[What to produce] Print out the entries below with no edits.

[Given data]
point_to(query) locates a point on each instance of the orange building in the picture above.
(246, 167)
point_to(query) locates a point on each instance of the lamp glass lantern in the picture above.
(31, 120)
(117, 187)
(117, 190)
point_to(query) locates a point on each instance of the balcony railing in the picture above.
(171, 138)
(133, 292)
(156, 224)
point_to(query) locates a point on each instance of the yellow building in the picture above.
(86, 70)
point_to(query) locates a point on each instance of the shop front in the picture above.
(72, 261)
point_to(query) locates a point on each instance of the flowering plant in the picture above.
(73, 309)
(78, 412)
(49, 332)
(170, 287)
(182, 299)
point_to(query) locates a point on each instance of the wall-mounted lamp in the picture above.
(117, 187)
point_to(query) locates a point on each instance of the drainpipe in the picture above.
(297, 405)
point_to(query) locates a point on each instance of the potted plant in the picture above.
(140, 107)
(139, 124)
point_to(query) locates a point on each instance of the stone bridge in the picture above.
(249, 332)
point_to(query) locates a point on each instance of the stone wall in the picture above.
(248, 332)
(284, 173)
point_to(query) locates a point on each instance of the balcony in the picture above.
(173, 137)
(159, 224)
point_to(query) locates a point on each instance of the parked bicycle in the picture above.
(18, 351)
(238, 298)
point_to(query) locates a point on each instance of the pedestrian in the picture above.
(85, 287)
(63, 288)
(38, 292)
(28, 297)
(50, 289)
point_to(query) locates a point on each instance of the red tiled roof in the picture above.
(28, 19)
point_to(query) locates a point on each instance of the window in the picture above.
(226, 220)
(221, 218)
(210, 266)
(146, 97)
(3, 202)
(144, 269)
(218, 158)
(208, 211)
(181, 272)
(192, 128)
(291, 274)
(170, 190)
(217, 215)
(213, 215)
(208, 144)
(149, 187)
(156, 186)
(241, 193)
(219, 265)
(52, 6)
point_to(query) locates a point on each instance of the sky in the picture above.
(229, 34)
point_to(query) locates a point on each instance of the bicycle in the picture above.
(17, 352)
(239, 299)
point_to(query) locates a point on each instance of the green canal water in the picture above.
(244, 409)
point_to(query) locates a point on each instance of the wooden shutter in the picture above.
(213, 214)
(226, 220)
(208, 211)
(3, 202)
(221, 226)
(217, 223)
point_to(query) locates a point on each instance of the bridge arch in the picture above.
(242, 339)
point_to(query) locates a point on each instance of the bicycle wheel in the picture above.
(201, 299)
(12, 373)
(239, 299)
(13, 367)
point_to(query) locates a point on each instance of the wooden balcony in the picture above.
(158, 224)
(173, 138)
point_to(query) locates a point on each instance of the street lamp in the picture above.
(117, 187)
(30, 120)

[Response]
point_to(query) locates a point on each instance of the orange building in the picture above.
(246, 167)
point_to(query) locates a point on each instance of the lamp glass lantern in the picture above.
(31, 120)
(117, 187)
(117, 190)
point_to(query) locates a point on each instance of the balcony railing in the picture above.
(171, 138)
(133, 292)
(156, 224)
point_to(query) locates a point on each instance of the yellow building in the picture above.
(86, 70)
point_to(query) locates a point on each instance of the shop front in the picture above.
(72, 261)
point_to(query) locates a point on each instance of the flowering plant in the picture above.
(73, 309)
(78, 412)
(49, 332)
(170, 287)
(182, 299)
point_to(query) locates a point on each instance of the wall-mounted lamp in the picture above.
(117, 187)
point_to(query) locates a point on each instance of the drainpipe in the picture above.
(297, 405)
point_to(query) locates a point on each instance of the potted plant in the picture above.
(140, 107)
(139, 124)
point_to(query) locates a point on each instance of the stone bridge in the picture above.
(249, 332)
point_to(query) locates a point on each instance of the stone wall in the picture above.
(248, 332)
(284, 173)
point_to(query) locates a point on each instance of the balcony in the picture above.
(173, 137)
(159, 224)
point_to(query) locates a point on each instance of the parked bicycle in the picture above.
(18, 351)
(238, 298)
point_to(query) locates a point on each instance of the pedestrian in the picture above.
(85, 287)
(63, 288)
(38, 292)
(28, 297)
(50, 289)
point_to(query) locates a point on each instance of the red tiled roof in the picture above.
(28, 19)
point_to(query) locates a point on each instance of the window in the picture above.
(226, 220)
(221, 218)
(210, 266)
(146, 97)
(3, 202)
(144, 269)
(218, 158)
(208, 211)
(181, 272)
(192, 128)
(291, 274)
(170, 190)
(217, 215)
(213, 215)
(208, 144)
(149, 187)
(156, 186)
(241, 193)
(219, 265)
(52, 6)
point_to(query) locates a point on each instance of the sky in the picture above.
(229, 34)
point_to(query) locates a point on each instance of the bicycle in the picture above.
(17, 352)
(239, 299)
point_to(query) locates a point on each instance of the green canal water in the picture above.
(244, 409)
point_to(query) locates a point on each instance of the wooden shutter in the picture above.
(213, 214)
(226, 220)
(208, 211)
(3, 202)
(221, 226)
(217, 223)
point_to(query) locates a point on each instance of the bridge arch in the picture above.
(242, 339)
point_to(query) locates a point on each instance of the bicycle wheel in the picture above.
(201, 299)
(12, 373)
(239, 299)
(13, 367)
point_to(query) locates a point on each instance of the wooden balcony in the picture above.
(158, 224)
(173, 138)
point_to(query) locates a point on each instance of the street lamp in the picture above.
(117, 187)
(30, 120)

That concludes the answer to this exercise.